However, by making these self-imposed changes and changing its course, the University is setting itself up for success in the future as a stronger private research university. A record-high number of freshmen were admitted to Drexel this past year, and retention rates have improved, most notably from 84.5 percent in 2014 to 89.1 percent in 2015 — “that’s unheard of, to go up five points in one year,” Fry noted. Last year, Drexel’s retention rate was 89.6 percent, and the University is on track to meet its 90 percent retention rate and 80 percent six-year graduation goals.
“We’re seeing results from the strategy, as painful as it’s been,” said Fry, later adding, “I feel personally reassured that the demand for what we do at this institution has been validated this year. I feel like this is a signal from the market that we’re starting to get it right in terms of explaining the really powerful value proposition of this university.”
Already, Drexel’s changes are making big strides for the University on campus and in the higher-education landscape. The University has gained in rankings that place value on retention and graduation, such as the annual U.S. News & World Report rankings, in which Drexel moved up two spots this year, and rankings that measure student outcomes, like the Wall Street Journal/Times Higher Education list, in which Drexel moved up nine spots.
“I suspect in the next couple of years, we’re going to be looking even better going forward,” he said.
This month, Drexel embarked on a $750 million fundraising campaign set to conclude in 2021, which is also around the time in which Drexel’s admissions strategy is set to have brought in an entirely new campus of right-fit students. Since Drexel’s last campaign ended in 2013, more than 31,000 donors have committed over $410 million, most notably naming gifts for the Dana and David Dornsife School of Public Health and the Thomas R. Kline School of Law; $12 million from the Wellcome Trust to fund a Dornsife School-led study on the impact of urban living on health; $5 million from Trustee Nina Henderson ’72 to establish the Nina Henderson Provost at Drexel University; and $5 million from the Lenfest Foundation to name the Lenfest Center for Cultural Partnerships.

Given entries:
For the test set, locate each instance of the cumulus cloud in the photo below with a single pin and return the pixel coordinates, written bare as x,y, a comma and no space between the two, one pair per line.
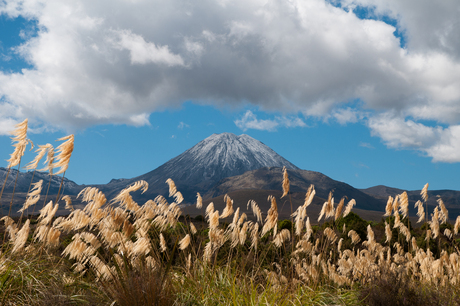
442,144
250,121
94,65
183,125
366,145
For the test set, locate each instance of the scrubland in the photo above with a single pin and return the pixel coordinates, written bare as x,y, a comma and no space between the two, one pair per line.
121,252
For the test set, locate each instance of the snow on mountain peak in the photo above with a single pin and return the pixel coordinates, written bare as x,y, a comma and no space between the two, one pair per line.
223,155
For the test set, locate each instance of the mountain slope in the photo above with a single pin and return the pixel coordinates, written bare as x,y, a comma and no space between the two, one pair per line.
202,166
270,178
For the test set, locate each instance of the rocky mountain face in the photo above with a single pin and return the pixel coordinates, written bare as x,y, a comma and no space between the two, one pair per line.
227,163
270,178
199,168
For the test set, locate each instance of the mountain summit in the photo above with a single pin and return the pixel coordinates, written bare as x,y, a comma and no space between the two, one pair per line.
202,166
223,155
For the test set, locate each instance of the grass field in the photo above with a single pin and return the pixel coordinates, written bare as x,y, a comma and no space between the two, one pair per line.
120,252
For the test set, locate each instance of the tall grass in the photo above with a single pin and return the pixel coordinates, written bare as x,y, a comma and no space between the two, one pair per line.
119,252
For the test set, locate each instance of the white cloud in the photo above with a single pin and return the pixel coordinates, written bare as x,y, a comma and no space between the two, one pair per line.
442,144
250,121
143,52
366,145
94,66
347,115
183,125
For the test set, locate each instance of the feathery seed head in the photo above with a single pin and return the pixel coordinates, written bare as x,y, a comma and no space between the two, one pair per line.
192,228
184,243
389,207
199,201
309,195
172,187
228,210
420,211
349,207
444,214
404,207
285,182
162,243
339,209
64,152
424,192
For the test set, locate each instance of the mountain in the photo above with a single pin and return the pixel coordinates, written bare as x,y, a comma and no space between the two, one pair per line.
270,178
199,168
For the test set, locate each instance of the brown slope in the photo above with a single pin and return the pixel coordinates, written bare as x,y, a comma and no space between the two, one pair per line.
241,197
270,178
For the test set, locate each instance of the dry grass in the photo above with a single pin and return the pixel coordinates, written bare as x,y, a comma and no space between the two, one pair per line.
121,253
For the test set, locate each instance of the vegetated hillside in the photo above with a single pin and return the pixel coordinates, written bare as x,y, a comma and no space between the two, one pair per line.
451,198
270,178
202,166
241,197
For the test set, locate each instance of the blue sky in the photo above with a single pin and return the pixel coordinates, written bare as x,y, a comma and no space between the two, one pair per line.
365,92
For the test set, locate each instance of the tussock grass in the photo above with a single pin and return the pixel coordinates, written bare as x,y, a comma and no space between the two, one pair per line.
120,252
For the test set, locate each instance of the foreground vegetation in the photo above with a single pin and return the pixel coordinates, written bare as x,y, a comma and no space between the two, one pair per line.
121,253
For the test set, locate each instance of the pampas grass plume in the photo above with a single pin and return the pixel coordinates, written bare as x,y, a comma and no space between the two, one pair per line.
424,192
184,243
349,207
285,182
199,201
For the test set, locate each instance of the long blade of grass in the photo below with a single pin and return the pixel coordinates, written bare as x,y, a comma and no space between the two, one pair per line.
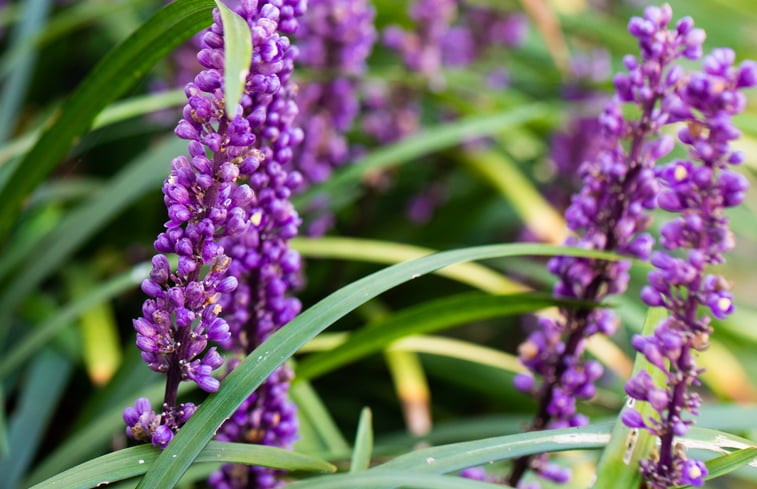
421,319
237,52
94,437
41,391
426,141
313,410
119,111
136,460
619,464
538,216
259,364
388,252
33,17
726,464
38,337
47,254
412,389
361,453
116,73
463,350
370,480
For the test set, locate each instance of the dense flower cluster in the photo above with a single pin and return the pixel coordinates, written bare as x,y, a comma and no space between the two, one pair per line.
336,39
266,268
698,190
610,213
230,219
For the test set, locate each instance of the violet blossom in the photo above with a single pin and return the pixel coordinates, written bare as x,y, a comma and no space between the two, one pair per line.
697,190
610,213
266,268
230,220
336,38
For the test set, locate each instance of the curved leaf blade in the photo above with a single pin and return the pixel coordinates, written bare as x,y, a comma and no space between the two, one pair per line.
118,71
431,139
371,480
389,253
134,461
237,43
259,364
361,455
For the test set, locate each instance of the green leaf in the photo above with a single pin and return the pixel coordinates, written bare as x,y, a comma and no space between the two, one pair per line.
456,456
502,173
424,318
361,453
370,480
462,350
97,434
119,111
46,331
726,464
259,364
412,389
3,425
50,252
100,344
41,392
311,408
619,463
237,44
136,460
387,252
33,17
115,74
426,141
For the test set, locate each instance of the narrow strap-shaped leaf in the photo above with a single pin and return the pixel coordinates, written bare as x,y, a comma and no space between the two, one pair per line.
426,141
361,453
411,386
312,408
502,173
388,252
38,337
45,256
720,466
134,461
116,73
371,480
119,111
237,44
458,456
41,391
94,437
33,18
424,318
463,350
259,364
619,464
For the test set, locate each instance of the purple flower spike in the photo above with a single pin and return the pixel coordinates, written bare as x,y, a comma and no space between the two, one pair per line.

Work order 1:
Using the Drexel passage, decide whether each statement agrees with it: (a) Drexel's retention rate rose from 84.5 percent in 2014 to 89.1 percent in 2015; (b) Drexel moved up nine spots in the U.S. News & World Report rankings; (c) the fundraising campaign is set to conclude in 2021. For each, answer yes or no and quote the deciding words.
Work order 2:
Rewrite the Drexel passage starting with "Already, Drexel’s changes" and going on through "up nine spots.", substituting "positions" for "spots".
The rows are material separate from the Drexel passage.

Task answer 1:
(a) Yes: "most notably from 84.5 percent in 2014 to 89.1 percent in 2015"
(b) No: "the annual U.S. News & World Report rankings, in which Drexel moved up two spots this year"
(c) Yes: "a $750 million fundraising campaign set to conclude in 2021"

Task answer 2:
Already, Drexel’s changes are making big strides for the University on campus and in the higher-education landscape. The University has gained in rankings that place value on retention and graduation, such as the annual U.S. News & World Report rankings, in which Drexel moved up two positions this year, and rankings that measure student outcomes, like the Wall Street Journal/Times Higher Education list, in which Drexel moved up nine positions.